(Stored items from a collection)
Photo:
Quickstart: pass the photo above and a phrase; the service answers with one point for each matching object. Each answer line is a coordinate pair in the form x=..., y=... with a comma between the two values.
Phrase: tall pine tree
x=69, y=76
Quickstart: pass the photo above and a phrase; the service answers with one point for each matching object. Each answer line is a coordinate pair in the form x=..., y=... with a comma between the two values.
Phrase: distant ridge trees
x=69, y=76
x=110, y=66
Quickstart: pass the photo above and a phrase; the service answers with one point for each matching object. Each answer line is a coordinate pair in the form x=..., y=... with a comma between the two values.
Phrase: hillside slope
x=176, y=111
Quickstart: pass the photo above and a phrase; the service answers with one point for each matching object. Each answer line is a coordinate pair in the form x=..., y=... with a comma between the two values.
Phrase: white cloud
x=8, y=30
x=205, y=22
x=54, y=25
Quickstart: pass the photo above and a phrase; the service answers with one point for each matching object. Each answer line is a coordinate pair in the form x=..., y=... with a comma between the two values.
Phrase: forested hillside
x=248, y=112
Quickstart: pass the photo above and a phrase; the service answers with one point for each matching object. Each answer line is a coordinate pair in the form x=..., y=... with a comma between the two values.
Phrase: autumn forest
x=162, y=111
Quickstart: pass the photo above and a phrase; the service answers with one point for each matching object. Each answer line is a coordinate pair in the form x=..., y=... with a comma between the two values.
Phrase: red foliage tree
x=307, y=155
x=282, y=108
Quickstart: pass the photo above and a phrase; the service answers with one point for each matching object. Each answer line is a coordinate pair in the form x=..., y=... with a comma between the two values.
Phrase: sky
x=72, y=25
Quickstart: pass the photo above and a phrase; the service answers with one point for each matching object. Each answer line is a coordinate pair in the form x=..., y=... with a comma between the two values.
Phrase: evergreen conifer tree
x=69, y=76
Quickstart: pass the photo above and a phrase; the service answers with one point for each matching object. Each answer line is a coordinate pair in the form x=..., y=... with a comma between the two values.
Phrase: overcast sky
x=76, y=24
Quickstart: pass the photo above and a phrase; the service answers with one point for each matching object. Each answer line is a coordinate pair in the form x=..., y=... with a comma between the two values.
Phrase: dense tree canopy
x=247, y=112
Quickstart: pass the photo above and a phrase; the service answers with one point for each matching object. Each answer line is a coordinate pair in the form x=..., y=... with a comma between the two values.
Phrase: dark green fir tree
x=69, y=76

• **Exercise prompt**
Output nothing but the lines from the one containing "Phrase: overcast sky" through the last line of the data, exactly as they stand.

• **Task solution**
Phrase: overcast sky
x=76, y=24
Quickstart: pass the photo above and a phrase; the service answers with one point for each matching object. Each answer line is a coordinate pair in the form x=..., y=... with a comma between the two values.
Phrase: dense tree canopy
x=247, y=112
Quickstart: pass the photo above and a phrase; the service answers with one point for each matching object. Each answer line is a coordinate pair in the form x=..., y=... with a comma between the two values.
Phrase: dark green fir tree
x=69, y=76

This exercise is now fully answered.